--- Extrait du texte ---
'''

Histoire du français (6)
extrait de la frise chronologique : https://www.atilf.fr/actualites/frise-histoire-du-francais/
Alain Rey (ed.), Mille ans de langue française, Ed. Perrin, 2007 (1476 pages) – résumé
17ème siècle
VI. Enfin vinrent Malherbe et Marie de Gournay
Fin 16ème s. – début 17ème s. est une période de guerre, de complots, de pauvreté, de recul de l’éducation, de désolation. La France est aussi prise entre le modèle italien, toujours vivace, et la puissance de l’Espagne, qui grandit. Cela aboutit à l’annexion d’une partie de la Navarre, de la Gascogne, du Rouergue, et du Béarn (avec une tolérance pour le béarnais). A la suite des guerres, on assiste à des replis locaux : moins d’échanges, moins de livres.

'''

(Lignes du jeu de données de pointage d'objets)
'''

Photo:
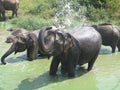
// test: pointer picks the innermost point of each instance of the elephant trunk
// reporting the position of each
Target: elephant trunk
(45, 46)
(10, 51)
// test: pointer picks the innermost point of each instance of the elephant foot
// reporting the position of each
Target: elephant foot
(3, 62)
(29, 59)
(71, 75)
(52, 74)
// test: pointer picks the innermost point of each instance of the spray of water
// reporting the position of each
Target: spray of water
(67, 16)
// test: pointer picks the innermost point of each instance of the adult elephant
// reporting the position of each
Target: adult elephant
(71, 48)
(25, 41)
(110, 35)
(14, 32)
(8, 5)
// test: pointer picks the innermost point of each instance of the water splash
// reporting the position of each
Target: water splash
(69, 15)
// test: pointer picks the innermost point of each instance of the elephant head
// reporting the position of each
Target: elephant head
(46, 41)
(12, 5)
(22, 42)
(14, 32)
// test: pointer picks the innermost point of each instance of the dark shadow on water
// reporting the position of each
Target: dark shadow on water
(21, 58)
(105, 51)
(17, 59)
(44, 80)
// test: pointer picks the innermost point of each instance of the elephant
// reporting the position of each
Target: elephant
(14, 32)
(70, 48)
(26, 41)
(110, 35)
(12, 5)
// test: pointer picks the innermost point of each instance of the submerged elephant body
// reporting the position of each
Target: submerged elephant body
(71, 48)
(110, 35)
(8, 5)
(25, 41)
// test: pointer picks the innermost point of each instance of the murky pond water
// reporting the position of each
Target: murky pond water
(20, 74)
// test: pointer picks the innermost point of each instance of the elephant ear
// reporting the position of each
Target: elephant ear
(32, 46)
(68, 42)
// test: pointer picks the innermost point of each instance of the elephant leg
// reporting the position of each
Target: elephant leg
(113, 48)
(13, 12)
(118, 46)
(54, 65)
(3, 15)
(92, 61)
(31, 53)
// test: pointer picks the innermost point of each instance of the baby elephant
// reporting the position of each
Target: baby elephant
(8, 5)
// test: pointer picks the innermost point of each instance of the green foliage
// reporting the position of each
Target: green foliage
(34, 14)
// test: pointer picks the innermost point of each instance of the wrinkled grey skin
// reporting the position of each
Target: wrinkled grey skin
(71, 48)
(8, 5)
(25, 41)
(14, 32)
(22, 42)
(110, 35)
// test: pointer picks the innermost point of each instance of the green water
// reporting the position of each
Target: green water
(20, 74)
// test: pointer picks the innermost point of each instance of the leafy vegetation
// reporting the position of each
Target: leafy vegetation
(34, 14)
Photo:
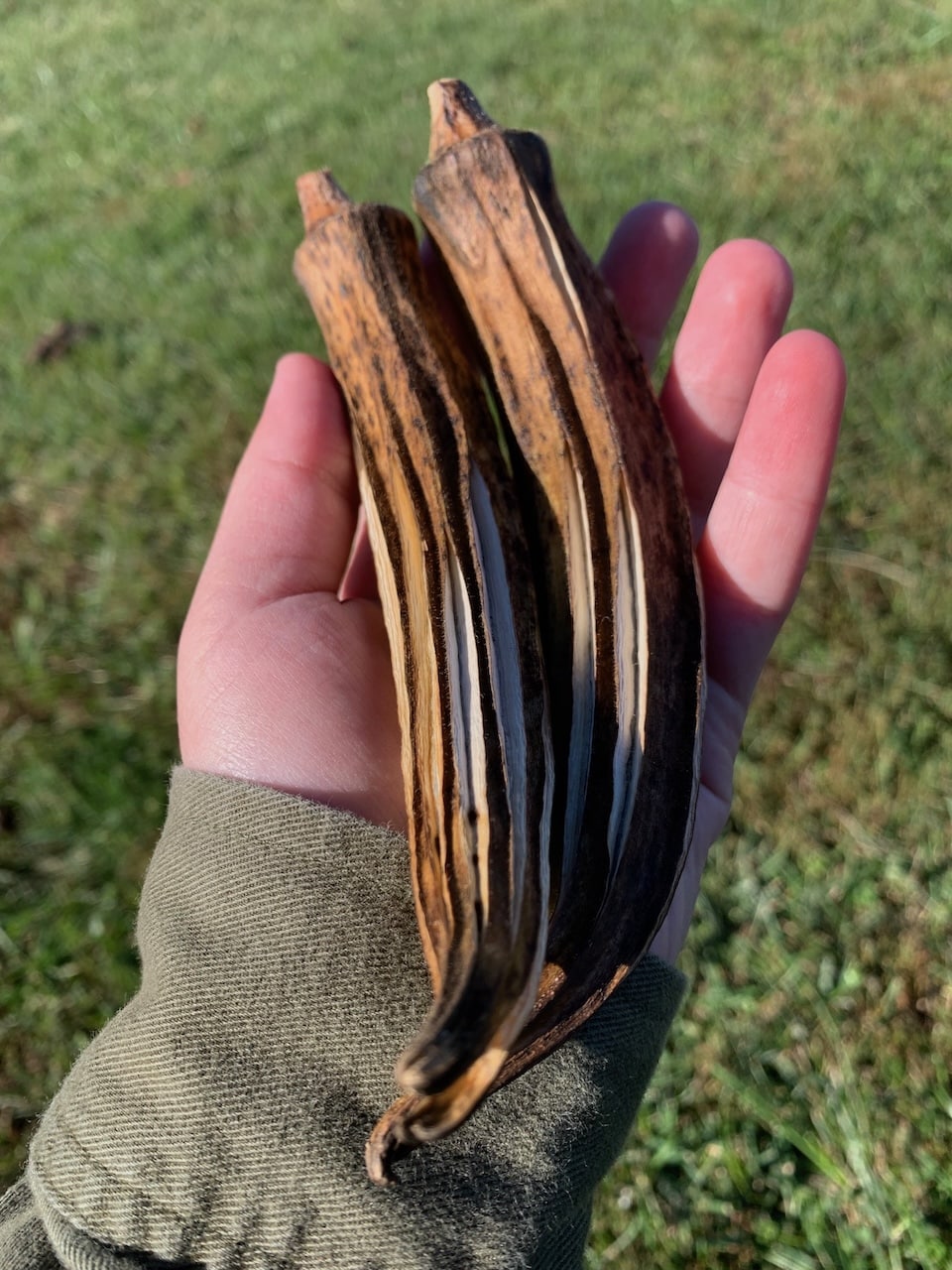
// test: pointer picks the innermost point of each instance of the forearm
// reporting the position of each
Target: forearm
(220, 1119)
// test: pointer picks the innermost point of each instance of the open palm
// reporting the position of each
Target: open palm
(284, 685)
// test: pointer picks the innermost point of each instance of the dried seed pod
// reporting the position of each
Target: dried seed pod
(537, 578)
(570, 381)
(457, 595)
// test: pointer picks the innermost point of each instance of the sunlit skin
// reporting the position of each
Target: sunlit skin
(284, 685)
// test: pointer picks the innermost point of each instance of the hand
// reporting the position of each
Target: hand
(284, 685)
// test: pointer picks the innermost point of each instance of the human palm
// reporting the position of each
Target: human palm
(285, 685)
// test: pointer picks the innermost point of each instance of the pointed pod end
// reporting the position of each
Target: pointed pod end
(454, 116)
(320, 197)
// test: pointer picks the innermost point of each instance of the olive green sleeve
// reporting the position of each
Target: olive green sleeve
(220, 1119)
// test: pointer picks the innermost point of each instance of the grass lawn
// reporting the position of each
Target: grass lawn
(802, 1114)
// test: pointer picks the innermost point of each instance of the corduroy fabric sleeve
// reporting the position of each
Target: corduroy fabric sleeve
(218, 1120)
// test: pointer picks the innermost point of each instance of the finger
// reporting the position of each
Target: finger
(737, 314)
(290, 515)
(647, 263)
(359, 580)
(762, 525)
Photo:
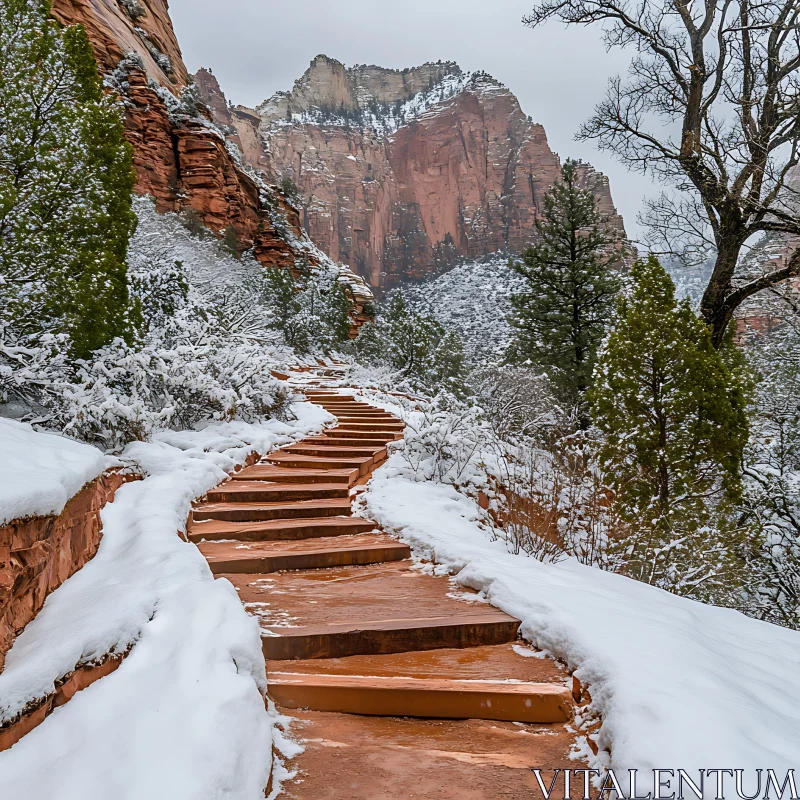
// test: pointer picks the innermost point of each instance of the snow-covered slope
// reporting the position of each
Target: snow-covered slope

'''

--- Série d'exercices ---
A. Selon l'extrait sur l'histoire du français, quelle puissance grandit à la fin du XVIe siècle et au début du XVIIe siècle ?
B. Recopiez, dans l'extrait sur l'histoire du français, le passage allant de « Histoire du français » jusqu'à « moins de livres. » inclus.
C. Traduisez en anglais la phrase suivante de l'extrait sur l'histoire du français : « A la suite des guerres, on assiste à des replis locaux : moins d’échanges, moins de livres. »

--- Corrigé de l'exercice ---
A. La puissance de l'Espagne.

B.
Histoire du français (6)
extrait de la frise chronologique : https://www.atilf.fr/actualites/frise-histoire-du-francais/
Alain Rey (ed.), Mille ans de langue française, Ed. Perrin, 2007 (1476 pages) – résumé
17ème siècle
VI. Enfin vinrent Malherbe et Marie de Gournay
Fin 16ème s. – début 17ème s. est une période de guerre, de complots, de pauvreté, de recul de l’éducation, de désolation. La France est aussi prise entre le modèle italien, toujours vivace, et la puissance de l’Espagne, qui grandit. Cela aboutit à l’annexion d’une partie de la Navarre, de la Gascogne, du Rouergue, et du Béarn (avec une tolérance pour le béarnais). A la suite des guerres, on assiste à des replis locaux : moins d’échanges, moins de livres.

C. In the aftermath of the wars, communities turn inward: fewer exchanges, fewer books.